• **Requirement 1**
Below is a post about a failed Ceph monitor failover, followed by entries. List every monitor the post names by its letter.

• **Source document**
Segment Open
This is an issue only related to this cluster, so moving out of 4.8 for investigation... A few observations: 1. It is unexpected that there are extra replicasets for mon-p and mon-q, but it shouldn't affect the health since they have no pods. 2. From the toolbox, what result do you get from removing mon.t manually? Since mons p and q still show in quorum, they should respond to toolbox updates. Something like this (I forget if it's "t" or "mon.t" for the name). ceph mon remove t 3. The rook operator log shows the following message, so it appears the new mon pod is not able to start as expected. op-mon: failed to failover mon "t". failed to place new mon on a node: assignmon: error scheduling monitor: sched-mon: canary pod scheduling failed retries 4. If you delete the rook-ceph-mon-t deployment and remove mon-t from the rook-ceph-mon-endpoints configmap and restart the rook operator, I would expect that a new mon such as mon-y will be able to be scheduled on the node where t had been running.
Segment Closed
• **Provided entries**
Segment Open
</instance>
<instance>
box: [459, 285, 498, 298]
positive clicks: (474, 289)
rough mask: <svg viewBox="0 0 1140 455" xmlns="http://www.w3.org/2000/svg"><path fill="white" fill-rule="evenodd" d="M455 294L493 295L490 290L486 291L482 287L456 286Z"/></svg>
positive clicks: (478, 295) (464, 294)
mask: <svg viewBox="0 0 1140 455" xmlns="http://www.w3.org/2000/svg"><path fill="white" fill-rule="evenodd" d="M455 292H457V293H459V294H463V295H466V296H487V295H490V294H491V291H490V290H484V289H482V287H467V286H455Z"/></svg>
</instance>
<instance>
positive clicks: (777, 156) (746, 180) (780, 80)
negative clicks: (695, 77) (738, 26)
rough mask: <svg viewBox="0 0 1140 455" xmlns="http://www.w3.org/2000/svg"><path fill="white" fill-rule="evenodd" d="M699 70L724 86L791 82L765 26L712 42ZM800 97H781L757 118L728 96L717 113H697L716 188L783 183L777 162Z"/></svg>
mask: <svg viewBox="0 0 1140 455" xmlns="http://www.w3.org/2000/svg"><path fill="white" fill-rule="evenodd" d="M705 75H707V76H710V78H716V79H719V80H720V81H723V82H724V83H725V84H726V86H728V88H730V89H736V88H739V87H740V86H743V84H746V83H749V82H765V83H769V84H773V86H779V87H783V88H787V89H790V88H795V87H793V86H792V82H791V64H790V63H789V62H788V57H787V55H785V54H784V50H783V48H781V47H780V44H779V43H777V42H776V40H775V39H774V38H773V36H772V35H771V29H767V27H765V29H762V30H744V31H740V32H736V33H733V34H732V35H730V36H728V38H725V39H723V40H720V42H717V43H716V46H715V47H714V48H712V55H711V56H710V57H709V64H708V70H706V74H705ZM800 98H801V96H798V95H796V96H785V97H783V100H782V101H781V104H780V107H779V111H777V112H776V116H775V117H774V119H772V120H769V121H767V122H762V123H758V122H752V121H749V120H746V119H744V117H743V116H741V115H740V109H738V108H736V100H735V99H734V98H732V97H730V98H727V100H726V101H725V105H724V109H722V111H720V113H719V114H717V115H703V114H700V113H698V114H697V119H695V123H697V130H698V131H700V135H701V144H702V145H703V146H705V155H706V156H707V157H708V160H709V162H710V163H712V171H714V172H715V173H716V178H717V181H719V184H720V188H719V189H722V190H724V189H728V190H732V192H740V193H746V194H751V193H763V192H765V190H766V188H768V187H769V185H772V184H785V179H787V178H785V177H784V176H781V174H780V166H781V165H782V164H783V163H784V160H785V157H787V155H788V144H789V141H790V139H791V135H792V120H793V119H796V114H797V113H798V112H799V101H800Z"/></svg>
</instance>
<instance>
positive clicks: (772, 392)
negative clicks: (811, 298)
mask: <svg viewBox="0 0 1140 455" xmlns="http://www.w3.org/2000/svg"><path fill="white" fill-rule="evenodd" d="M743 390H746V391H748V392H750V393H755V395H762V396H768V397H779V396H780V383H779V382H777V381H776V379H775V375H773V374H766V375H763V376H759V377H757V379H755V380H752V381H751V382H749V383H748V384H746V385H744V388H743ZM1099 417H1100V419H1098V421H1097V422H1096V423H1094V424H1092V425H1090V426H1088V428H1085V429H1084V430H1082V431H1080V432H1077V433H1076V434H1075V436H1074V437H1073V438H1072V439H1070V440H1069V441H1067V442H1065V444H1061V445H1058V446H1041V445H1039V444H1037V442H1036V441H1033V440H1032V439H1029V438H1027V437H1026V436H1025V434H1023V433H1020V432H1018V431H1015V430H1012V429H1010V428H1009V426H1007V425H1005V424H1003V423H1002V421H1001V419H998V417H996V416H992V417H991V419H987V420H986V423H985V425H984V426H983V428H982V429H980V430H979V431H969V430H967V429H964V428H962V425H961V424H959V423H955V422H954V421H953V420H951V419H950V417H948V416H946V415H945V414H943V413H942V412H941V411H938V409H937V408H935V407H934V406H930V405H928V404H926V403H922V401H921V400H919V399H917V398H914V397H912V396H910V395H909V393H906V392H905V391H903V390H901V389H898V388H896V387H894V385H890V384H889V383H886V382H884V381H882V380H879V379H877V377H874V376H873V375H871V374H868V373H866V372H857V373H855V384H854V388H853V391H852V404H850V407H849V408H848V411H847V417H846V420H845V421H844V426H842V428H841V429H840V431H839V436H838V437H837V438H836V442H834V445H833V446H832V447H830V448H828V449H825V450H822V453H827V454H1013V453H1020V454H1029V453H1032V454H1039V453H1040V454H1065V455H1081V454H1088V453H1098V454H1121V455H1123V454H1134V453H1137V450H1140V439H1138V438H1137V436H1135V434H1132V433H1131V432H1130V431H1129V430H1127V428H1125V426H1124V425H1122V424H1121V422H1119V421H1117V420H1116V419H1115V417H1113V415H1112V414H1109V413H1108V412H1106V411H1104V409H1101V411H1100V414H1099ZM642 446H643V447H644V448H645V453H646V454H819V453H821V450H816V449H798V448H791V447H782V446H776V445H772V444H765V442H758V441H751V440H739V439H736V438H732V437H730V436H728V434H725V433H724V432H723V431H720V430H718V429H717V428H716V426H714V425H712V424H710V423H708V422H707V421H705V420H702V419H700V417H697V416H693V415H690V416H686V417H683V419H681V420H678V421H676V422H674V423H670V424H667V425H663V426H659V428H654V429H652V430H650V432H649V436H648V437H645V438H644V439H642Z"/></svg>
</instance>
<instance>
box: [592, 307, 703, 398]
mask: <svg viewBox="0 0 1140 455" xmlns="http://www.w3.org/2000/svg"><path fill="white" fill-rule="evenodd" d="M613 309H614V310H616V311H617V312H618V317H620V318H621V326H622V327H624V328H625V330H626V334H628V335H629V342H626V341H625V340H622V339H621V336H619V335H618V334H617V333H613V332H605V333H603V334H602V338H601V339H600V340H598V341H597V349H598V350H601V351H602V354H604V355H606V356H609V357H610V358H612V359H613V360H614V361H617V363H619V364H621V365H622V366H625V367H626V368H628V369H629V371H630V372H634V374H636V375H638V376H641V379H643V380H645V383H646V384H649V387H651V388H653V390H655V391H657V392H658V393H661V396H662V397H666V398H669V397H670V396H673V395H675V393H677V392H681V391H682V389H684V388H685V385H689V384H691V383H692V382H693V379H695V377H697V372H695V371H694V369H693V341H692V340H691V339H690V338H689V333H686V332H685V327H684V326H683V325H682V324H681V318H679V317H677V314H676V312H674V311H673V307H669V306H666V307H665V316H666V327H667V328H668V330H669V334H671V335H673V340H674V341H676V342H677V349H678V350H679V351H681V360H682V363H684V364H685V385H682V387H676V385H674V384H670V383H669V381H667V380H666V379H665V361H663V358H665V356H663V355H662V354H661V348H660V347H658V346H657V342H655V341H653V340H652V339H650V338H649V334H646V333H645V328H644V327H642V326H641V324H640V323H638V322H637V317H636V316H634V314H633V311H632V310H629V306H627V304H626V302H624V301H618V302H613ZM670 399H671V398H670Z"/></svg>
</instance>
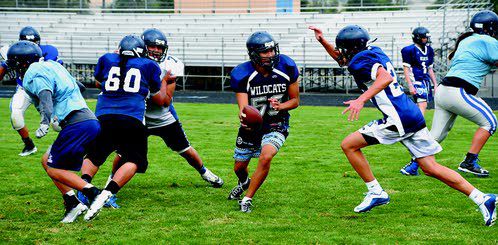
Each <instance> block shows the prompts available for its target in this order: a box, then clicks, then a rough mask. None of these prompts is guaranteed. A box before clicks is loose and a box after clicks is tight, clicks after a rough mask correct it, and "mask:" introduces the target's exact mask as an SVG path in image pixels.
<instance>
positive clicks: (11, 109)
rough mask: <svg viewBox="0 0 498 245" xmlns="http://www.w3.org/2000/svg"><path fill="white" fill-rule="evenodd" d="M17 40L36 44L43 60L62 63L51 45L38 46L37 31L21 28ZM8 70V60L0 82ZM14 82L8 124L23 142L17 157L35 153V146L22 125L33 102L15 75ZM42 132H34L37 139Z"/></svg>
mask: <svg viewBox="0 0 498 245" xmlns="http://www.w3.org/2000/svg"><path fill="white" fill-rule="evenodd" d="M19 40H26V41H31V42H33V43H35V44H37V45H38V46H39V47H40V49H41V51H42V55H43V58H44V59H45V60H53V61H57V62H59V63H60V64H62V61H61V60H59V59H58V55H59V52H58V51H57V48H55V47H54V46H52V45H40V33H38V31H37V30H36V29H35V28H33V27H31V26H26V27H24V28H22V29H21V31H20V32H19ZM8 49H9V47H8V46H4V47H2V51H3V52H2V53H5V51H6V50H8ZM4 58H5V57H4ZM8 69H9V66H8V60H7V61H6V62H2V64H1V66H0V81H1V80H2V79H3V77H4V76H5V74H6V73H7V71H8ZM16 81H17V88H16V92H15V93H14V96H12V99H11V101H10V110H11V114H10V122H11V124H12V128H13V129H15V130H16V131H17V132H18V133H19V135H20V136H21V139H22V141H23V142H24V148H23V150H22V151H21V153H19V156H27V155H31V154H33V153H35V152H36V151H37V149H36V146H35V144H34V143H33V140H32V139H31V138H30V137H29V131H28V128H27V127H26V125H25V124H24V112H26V110H27V109H28V107H29V106H30V105H31V104H33V101H32V100H31V98H30V96H28V95H27V94H26V93H25V92H24V89H23V86H22V79H20V77H19V74H17V77H16ZM39 130H42V131H46V130H48V127H47V128H40V129H39ZM42 131H37V132H36V137H37V138H41V137H42V136H43V132H42Z"/></svg>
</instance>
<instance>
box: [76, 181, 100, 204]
mask: <svg viewBox="0 0 498 245" xmlns="http://www.w3.org/2000/svg"><path fill="white" fill-rule="evenodd" d="M81 192H83V194H84V195H85V196H86V197H87V198H88V199H89V200H91V201H93V199H95V197H96V196H97V195H98V194H99V193H100V190H99V189H98V188H97V187H95V186H93V185H92V184H90V183H88V184H86V185H85V187H83V190H81Z"/></svg>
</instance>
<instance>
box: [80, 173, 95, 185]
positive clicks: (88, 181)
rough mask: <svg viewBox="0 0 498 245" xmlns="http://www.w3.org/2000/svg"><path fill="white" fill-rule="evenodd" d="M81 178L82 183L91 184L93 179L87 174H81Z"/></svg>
mask: <svg viewBox="0 0 498 245" xmlns="http://www.w3.org/2000/svg"><path fill="white" fill-rule="evenodd" d="M81 178H82V179H83V180H84V181H86V182H87V183H92V179H93V177H92V176H90V175H88V174H83V175H81Z"/></svg>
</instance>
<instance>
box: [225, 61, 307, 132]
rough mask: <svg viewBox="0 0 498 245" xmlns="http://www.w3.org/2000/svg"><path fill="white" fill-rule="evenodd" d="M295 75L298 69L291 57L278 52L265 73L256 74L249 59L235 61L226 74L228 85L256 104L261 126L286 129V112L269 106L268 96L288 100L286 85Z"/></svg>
mask: <svg viewBox="0 0 498 245" xmlns="http://www.w3.org/2000/svg"><path fill="white" fill-rule="evenodd" d="M298 78H299V70H298V68H297V65H296V63H295V62H294V60H292V59H291V58H290V57H288V56H286V55H283V54H281V55H280V61H279V62H278V64H277V65H276V66H275V68H273V71H272V72H271V73H270V75H269V76H267V77H264V76H263V75H261V74H259V73H258V72H257V71H256V69H255V68H254V66H253V64H252V63H251V62H250V61H247V62H244V63H242V64H240V65H238V66H237V67H235V68H234V69H233V70H232V72H231V74H230V85H231V87H232V89H233V90H234V91H235V92H236V93H247V95H248V97H249V105H251V106H254V107H256V108H257V109H258V110H259V112H260V114H261V115H262V116H263V130H269V129H270V128H278V129H279V130H287V129H288V128H289V117H290V116H289V113H288V112H287V111H275V110H273V108H271V106H270V103H269V102H268V99H269V98H275V99H277V100H279V101H280V102H285V101H287V100H289V95H288V92H287V90H288V88H289V85H290V84H292V83H295V82H297V79H298Z"/></svg>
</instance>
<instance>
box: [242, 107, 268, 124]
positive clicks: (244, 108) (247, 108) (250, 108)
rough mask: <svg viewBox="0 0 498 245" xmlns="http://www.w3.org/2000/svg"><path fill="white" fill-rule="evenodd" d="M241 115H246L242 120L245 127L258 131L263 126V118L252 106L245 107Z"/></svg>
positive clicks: (242, 121)
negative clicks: (247, 127)
mask: <svg viewBox="0 0 498 245" xmlns="http://www.w3.org/2000/svg"><path fill="white" fill-rule="evenodd" d="M242 113H244V114H246V117H245V118H243V119H242V123H243V124H245V125H247V126H248V127H249V128H251V129H259V128H261V125H262V124H263V117H262V116H261V114H259V110H258V109H256V108H254V107H253V106H250V105H246V106H244V109H242Z"/></svg>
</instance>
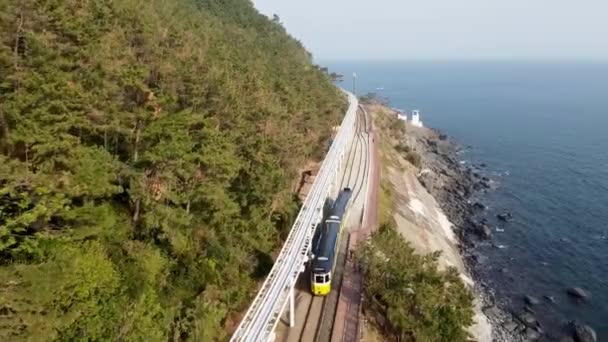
Segment Closed
• **Requirement 2**
Rewrite the entries from their first line through the line containing "positive clicks: (478, 295) (464, 294)", swapping "rough mask" for "coarse mask" and leaving everything else unchanged.

• **Response box 1**
p, q, t, y

• **Response box 2**
</instance>
<instance>
box: [459, 285, 498, 298]
positive clicks: (474, 289)
coarse mask: <svg viewBox="0 0 1140 455" xmlns="http://www.w3.org/2000/svg"><path fill="white" fill-rule="evenodd" d="M455 294L493 295L490 290L486 291L482 287L456 286Z"/></svg>
positive clicks: (478, 295) (464, 294)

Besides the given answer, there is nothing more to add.